[Begin]
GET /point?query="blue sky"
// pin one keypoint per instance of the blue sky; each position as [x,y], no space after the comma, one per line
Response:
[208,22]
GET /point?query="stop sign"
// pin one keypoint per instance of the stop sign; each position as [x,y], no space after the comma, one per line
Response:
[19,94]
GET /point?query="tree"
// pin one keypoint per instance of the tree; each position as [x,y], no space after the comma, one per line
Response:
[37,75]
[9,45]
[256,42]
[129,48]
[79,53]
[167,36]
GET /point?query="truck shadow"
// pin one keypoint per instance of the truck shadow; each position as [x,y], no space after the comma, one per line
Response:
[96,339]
[End]
[Begin]
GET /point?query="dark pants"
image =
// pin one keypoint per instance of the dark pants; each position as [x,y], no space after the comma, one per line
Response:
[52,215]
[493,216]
[End]
▶ [PROBLEM STATEMENT] Report every line in the rows above that contains the word "blue", copying each line in full.

▶ [COMPLETE OUTPUT]
GET /point?query="blue sky"
// pin one keypoint per instance of the blue sky; each position as [x,y], no space after the comma, one per line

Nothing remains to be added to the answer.